### Data supplied
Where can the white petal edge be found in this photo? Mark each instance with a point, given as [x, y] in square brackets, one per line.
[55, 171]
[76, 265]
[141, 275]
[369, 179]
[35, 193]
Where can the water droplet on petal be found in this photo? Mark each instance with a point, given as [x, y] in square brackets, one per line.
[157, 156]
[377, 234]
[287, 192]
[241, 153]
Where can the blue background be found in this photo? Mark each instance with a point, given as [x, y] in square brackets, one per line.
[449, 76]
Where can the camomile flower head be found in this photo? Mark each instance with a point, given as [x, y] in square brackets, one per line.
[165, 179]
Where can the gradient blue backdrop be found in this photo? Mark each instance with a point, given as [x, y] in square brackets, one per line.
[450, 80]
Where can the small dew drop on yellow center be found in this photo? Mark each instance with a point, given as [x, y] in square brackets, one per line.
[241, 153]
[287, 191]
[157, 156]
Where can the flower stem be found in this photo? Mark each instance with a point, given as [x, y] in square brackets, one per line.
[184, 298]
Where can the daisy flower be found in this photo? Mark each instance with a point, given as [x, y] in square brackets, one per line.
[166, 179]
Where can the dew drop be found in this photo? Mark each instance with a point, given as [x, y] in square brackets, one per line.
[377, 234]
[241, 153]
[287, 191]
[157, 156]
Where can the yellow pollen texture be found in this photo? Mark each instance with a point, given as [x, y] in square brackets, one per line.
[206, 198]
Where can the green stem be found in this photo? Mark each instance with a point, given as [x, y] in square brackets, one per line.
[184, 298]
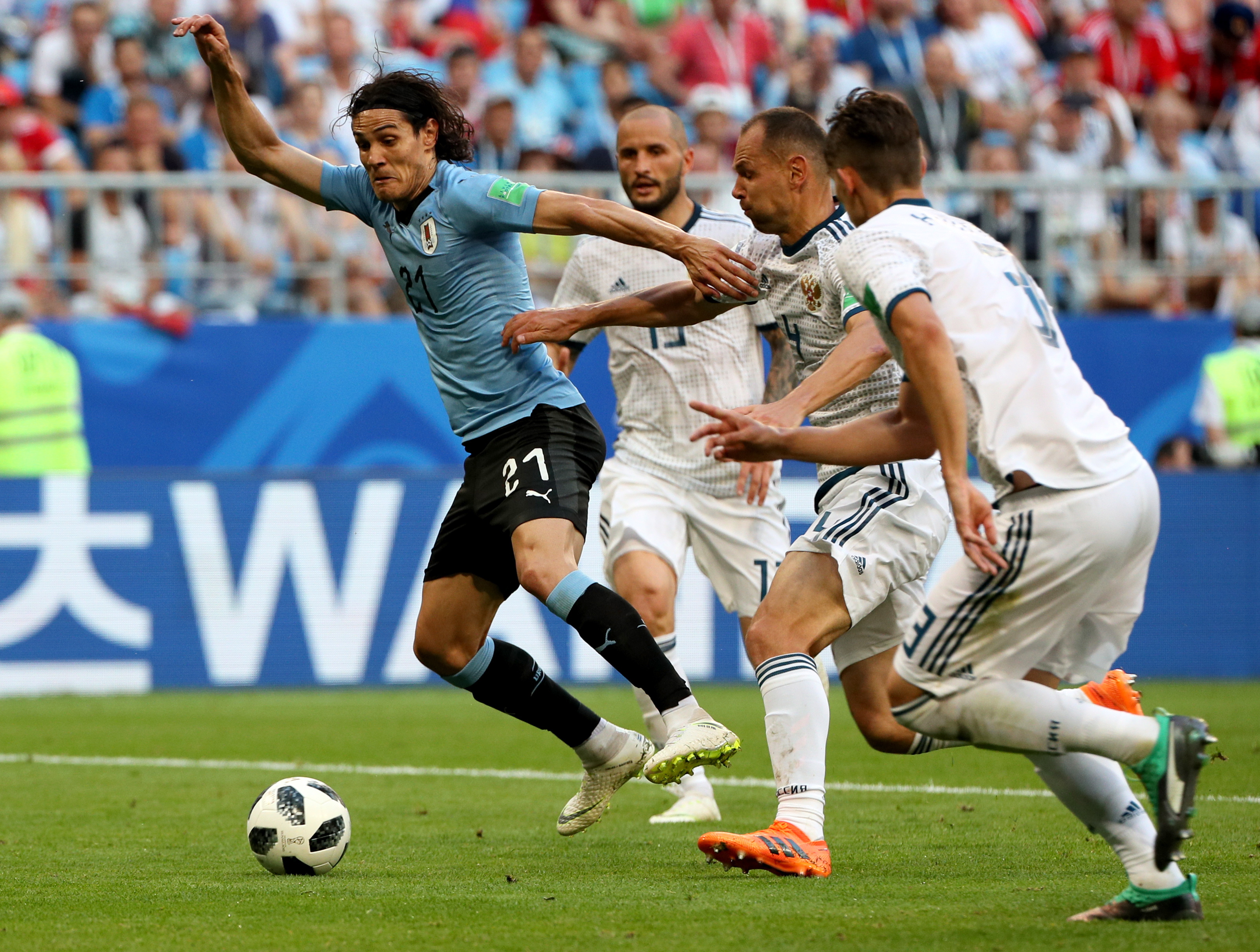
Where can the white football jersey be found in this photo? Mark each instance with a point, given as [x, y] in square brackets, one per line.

...

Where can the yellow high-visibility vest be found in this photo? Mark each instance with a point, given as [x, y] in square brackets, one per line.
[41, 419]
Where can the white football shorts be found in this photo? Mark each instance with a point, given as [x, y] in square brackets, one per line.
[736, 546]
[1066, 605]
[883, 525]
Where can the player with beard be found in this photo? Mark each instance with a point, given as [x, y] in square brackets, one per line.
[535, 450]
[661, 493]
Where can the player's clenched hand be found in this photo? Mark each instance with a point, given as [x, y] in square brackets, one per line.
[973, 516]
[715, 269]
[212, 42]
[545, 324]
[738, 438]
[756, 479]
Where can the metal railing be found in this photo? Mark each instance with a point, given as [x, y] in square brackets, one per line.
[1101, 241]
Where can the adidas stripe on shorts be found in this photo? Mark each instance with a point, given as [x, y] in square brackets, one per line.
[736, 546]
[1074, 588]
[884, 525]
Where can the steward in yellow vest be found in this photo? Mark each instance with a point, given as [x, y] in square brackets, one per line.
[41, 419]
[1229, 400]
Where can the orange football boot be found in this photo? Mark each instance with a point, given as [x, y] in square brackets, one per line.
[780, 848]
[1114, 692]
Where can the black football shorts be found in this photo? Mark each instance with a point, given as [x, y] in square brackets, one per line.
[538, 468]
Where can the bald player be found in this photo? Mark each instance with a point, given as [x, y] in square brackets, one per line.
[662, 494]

### What you should do
Reproduce the material starting with the line that contains "Where can the yellow pollen" and going on through the line that contains "Where can the white football jersey", including both of those lines. Leave any picture out of your copy.

### Result for this task
Where can the yellow pollen texture be found in this photo? Mark each instance with a point, given as [x, y] in square brackets, one per line.
[206, 198]
Where can the green stem be found in this photo? Mark each instance with a point, given as [x, y] in square brackets, one per line.
[184, 298]
Where can the white football jersey be found in this photo? Mark each instance with a point, given as [x, y] in square brackets, one per line.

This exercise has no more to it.